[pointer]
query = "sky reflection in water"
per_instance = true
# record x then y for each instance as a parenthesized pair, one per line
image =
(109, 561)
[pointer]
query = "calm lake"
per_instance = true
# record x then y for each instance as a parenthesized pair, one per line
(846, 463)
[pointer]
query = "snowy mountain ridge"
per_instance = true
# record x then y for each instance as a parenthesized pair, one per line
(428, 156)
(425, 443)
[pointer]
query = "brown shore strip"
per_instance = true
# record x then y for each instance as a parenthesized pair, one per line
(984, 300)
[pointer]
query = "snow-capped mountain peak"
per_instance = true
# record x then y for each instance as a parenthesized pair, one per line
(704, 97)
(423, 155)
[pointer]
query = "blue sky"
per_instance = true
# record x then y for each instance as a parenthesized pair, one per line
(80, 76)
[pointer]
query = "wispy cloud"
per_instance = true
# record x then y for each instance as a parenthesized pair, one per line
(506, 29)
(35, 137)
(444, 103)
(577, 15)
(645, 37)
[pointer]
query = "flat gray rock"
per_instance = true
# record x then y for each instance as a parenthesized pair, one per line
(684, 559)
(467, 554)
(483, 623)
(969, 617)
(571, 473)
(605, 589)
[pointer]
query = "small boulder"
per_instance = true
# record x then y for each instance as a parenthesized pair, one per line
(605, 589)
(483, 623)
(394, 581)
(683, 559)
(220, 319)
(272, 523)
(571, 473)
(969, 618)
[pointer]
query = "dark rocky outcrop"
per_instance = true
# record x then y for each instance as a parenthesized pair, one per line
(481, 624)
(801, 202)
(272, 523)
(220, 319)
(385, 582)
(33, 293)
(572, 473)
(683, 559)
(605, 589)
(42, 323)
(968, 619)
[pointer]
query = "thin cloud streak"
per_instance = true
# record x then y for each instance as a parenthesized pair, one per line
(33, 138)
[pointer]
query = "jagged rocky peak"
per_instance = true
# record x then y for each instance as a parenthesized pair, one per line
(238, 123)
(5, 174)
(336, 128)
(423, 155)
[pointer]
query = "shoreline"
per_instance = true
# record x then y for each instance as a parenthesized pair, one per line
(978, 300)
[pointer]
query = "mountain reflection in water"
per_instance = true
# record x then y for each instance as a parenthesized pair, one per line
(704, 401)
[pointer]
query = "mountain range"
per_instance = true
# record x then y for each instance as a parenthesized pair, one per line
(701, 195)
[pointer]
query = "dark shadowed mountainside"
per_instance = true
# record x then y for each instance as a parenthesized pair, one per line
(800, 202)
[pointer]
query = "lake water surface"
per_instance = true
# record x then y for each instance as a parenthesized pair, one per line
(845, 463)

What to do:
Retype the listing above in full, with no alterations.

Written response:
[pointer]
query = "sky reflection in water"
per_instance = true
# record x then y for each instance as a parenthesized pair, one per line
image =
(109, 561)
[pointer]
query = "calm lake"
per_instance = true
# record x then y for each instance as a parenthesized pair, one per line
(846, 463)
[pointer]
query = "snowy mountain ridge"
per_instance = true
# record x then y for each instance as a parenthesized pair, one per line
(428, 156)
(425, 443)
[pointer]
query = "brown shore strip"
per_instance = true
# record x then y for each instance as a parenthesized pair, one per line
(984, 300)
[pointer]
query = "snow-capped mountain peak"
per_instance = true
# record x then y for each instance as a parenthesized pair, one per line
(704, 97)
(423, 155)
[pointer]
query = "blue sky"
per_instance = true
# record x then y for each instance as a parenthesized pair, one per line
(80, 76)
[pointer]
query = "wispy cloud"
per_instance = true
# record x then y for each instance as a parenthesized pair, one per line
(506, 29)
(35, 137)
(444, 103)
(577, 15)
(645, 37)
[pointer]
query = "flat gray rock"
per_instance = true
# record x then y for each instance as a parenthesized pair, one per line
(684, 559)
(467, 554)
(483, 623)
(969, 617)
(571, 473)
(605, 589)
[pointer]
query = "small boulder"
per_instance = true
# record x then y for each instance as a parenthesized pair, one per line
(605, 589)
(483, 623)
(394, 581)
(683, 559)
(220, 319)
(272, 523)
(571, 473)
(969, 618)
[pointer]
query = "dark rocky outcrop"
per_instance = true
# record x then y for each instance as a parenthesized pair, one per line
(481, 624)
(801, 202)
(272, 523)
(220, 319)
(385, 582)
(33, 293)
(572, 473)
(683, 559)
(605, 589)
(42, 323)
(968, 619)
[pointer]
query = "thin cloud streak"
per_instance = true
# record x then y for each instance as a parenthesized pair, one per line
(33, 138)
[pointer]
query = "jagged rocky peak"
per_instance = true
# record x then y for each instance as a parenthesized pair, one per line
(238, 123)
(5, 174)
(336, 128)
(423, 155)
[pointer]
query = "shoreline"
per_instance = true
# record x then y for each instance as a parenthesized pair, one per line
(978, 300)
[pointer]
query = "mountain reflection in water"
per_instance = true
# record x then y for each instance as a parenthesized pair, one per line
(704, 401)
[pointer]
query = "mountain range"
per_instance = true
# record x then y for each instance as a parenthesized pair, one per line
(701, 195)
[pointer]
query = "dark shadowed mountainside"
per_instance = true
# record x then y for each instance as a parenthesized pair, one per line
(800, 202)
[pointer]
query = "lake water surface"
per_instance = true
# record x then y for each instance as a parenthesized pair, one per line
(845, 463)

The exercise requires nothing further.